And will you be gassing or shooting those that don't fit in or make the grade - in which case the landfill sites could get full once all the pigs have fed.


----------



## jonno (May 7, 2002)

Since we're almost (well sort of) on the subject of what makes a reasonable tax, I remembered one of those rare bits of my degree that comes back out of a haze of cheap (shit) beer, Stone Roses cd's, Student Union gigs and tutorials that were way too early and dull.



> The noted 18th century English economist, Adam Smith, had enunciated the cannons of taxation in his celebrated work, An Inquiry into the Nature and Causes of the Wealth of Nations, which was popularly abbreviated to Wealth of Nations. According to Smith there are four basic cannons of taxation, which are based on the concepts of equality, certainty, convenience and economy.
> 
> The cannon of equality arises from the following idea: 'The subjects of every state ought to contribute towards the support of the government as nearly as possible in proportion to their respective abilities that is in proportion to the revenue which they respectively enjoy under the protection of the state.' This canon embodies the principle of equity or justice and lays down the moral foundation of the tax system. 'It is not unreasonable that the rich should contribute to the public expense not only in proportion to their revenue but something more than that proportion,' Smith had written in his Wealth of Nations. Thus, tax should in proportion to the ability to pay.

■ What you will do
**A)** According to the tax thread, which four concepts are Adam Smith's basic rules of taxation based on?
**B)** Echo the tax thread word for word, from "## jonno (May" up to and including "convenience and economy.".

■ Information supplied
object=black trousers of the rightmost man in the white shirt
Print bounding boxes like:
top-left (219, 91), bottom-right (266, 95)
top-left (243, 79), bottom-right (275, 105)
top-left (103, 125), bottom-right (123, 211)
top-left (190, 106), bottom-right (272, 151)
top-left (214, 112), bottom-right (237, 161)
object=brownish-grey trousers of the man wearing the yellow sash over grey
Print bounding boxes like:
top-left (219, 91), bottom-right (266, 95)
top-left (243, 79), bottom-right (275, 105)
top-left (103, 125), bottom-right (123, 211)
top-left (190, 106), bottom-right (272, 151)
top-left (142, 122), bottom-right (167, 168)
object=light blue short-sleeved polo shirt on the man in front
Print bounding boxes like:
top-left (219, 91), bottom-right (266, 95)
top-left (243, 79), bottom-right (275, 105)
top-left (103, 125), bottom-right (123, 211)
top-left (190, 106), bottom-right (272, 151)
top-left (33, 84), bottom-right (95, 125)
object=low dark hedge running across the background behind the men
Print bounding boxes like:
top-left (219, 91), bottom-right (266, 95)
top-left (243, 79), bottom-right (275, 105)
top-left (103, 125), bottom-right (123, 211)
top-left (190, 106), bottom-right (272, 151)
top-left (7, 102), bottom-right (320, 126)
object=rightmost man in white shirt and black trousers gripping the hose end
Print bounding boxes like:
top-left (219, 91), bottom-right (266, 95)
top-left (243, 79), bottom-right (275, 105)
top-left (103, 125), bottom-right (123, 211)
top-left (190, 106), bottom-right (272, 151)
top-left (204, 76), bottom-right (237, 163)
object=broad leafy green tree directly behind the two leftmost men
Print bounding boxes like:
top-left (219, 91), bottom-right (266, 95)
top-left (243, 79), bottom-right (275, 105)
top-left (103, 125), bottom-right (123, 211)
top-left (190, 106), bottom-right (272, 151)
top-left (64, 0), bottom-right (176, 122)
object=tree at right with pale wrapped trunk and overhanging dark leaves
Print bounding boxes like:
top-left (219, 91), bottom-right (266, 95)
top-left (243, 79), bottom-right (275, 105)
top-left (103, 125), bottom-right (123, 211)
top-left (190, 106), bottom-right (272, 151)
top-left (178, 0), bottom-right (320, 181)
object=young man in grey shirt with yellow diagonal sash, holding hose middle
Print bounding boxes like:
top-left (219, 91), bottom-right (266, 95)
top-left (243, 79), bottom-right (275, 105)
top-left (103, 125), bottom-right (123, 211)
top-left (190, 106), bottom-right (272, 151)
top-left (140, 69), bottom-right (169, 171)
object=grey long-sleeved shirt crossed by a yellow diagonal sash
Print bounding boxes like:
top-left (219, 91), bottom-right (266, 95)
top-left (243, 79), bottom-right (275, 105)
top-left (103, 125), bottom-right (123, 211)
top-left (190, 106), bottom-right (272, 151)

■ Task solutions
**A)** Equality, certainty, convenience and economy.

**B)**
## jonno (May 7, 2002)

Since we're almost (well sort of) on the subject of what makes a reasonable tax, I remembered one of those rare bits of my degree that comes back out of a haze of cheap (shit) beer, Stone Roses cd's, Student Union gigs and tutorials that were way too early and dull.



> The noted 18th century English economist, Adam Smith, had enunciated the cannons of taxation in his celebrated work, An Inquiry into the Nature and Causes of the Wealth of Nations, which was popularly abbreviated to Wealth of Nations. According to Smith there are four basic cannons of taxation, which are based on the concepts of equality, certainty, convenience and economy.